- **Textauszug**:
*****

In Berichten über das Ruhrgebiet und dessen Bewohner tritt heute oftmals der Terminus „Dialekt“ im Zusammenhang mit dem Ruhrdeutschen auf. Es liegt noch nicht sehr lange zurück, dass das Ruhrdeutsche als „Slang“, „Jargon“ oder „Umgangssprache“ beschrieben wurde. Der Dialekt scheint im nichtlinguistischen Bewusstsein zum Gegenpol des Hochdeutschen geworden zu sein. Diese Einteilung erinnert an die zuvor vorherrschende Einteilung in „Platt“ und „Deutsch“. Es existiert jedoch die verbreitete Ansicht, dass im ganzen Ruhrgebiet der gleiche Nonstandard gesprochen wird, wobei die Eigenarten des ruhrdeutschen „Dialektes“ nur begrenzt bekannt sind. Die Aussprache dat und wat werden dem Ruhrgebiet zugeordnet, die Verwendung der Verlaufsform, die Vertauschung der Kasus, sowie bestimmte Kontraktionen wie hasse und bisse.

Das Ruhrdeutsche kann als eigenständiges Teilsystem der deutschen Sprache betrachtet werden. Diese Aussage bezieht sich

1. auf den Lautstandard, denn schon eine kurze Äußerung enthält so viele phonetisch - phonologische Merkmale, dass sowohl Sprecher dieser Varietät als auch „Außenstehender“ die regionale Herkunft des Gesprochenen erkennen können
2. auf die Morphologie, denn Kasusgebrauch und Pluralbildung, Verb – und Adjektivflexion, sowie Wortbildung und Komposition sind regionalspezifisch
3. auf die Syntax z. B. in Hinblick auf die Rektion vieler Verben und auf für das Ruhrdeutsche typische Präpositionalfügungen wie gehsse auf Schalke
4. auf die Phraseologie, denn das Ruhrdeutsche weist eine Anzahl redensartlicher Verbindungen auf, die nur in dieser Region zu finden sind
und
5. auf das Lexikon, da das Ruhrdeutsche einen dieser Region eigenen Wortschatz besitzt.

Das Repertoire an Zeichen und Regeln, die „langue“ bildet nur eine Ebene, die die sprachliche Autonomie des Ruhrdeutschen aufzeigt. Auch auf der „parole“ – Ebene, die sozial und situativ bedingte Verwendungsweisen und - muster gesprochener Sprache beschreibt, lassen sich Aspekte zur Eigenständigkeit des Ruhrdeutschen erkennen:

1. in der Satzmelodie, der Satzakzentuierung und der Phrasierungsweise
und
2. in einem für die Dialogeröffnung, Dialogsteuerung und – beendigung typischen Formelschatz.

4. Die Sprachmerkmale des Ruhrdeutschen

Das Ruhrdeutsche besitzt etwa 50 charakteristische Merkmale auf der lautlichen Ebene, in der Formenlehre und in der Syntax, sowie eine regional reichhaltige Lexik. Die ruhrdeutschen Sprachmerkmale fallen jedoch nicht mit den Grenzen des Ruhrgebietes zusammen.

*****

- **Vorliegendes Material**:
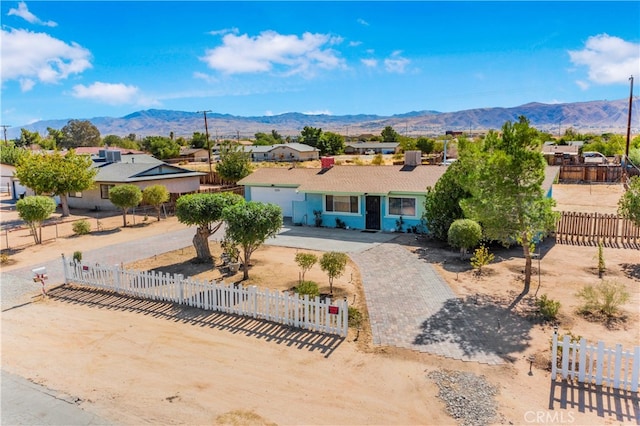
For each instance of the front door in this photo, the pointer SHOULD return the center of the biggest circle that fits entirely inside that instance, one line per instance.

*****

- **Aufgaben**:
(A) Wie viele charakteristische Merkmale besitzt das Ruhrdeutsche laut dem Textauszug zum Ruhrdeutschen?
(B) Übersetze aus dem Textauszug zum Ruhrdeutschen den Satz „Die ruhrdeutschen Sprachmerkmale fallen jedoch nicht mit den Grenzen des Ruhrgebietes zusammen.“ ins Englische.

- **Lösungen**:
(A) Etwa 50 charakteristische Merkmale.

(B) However, the linguistic features of Ruhr German do not coincide with the boundaries of the Ruhr area.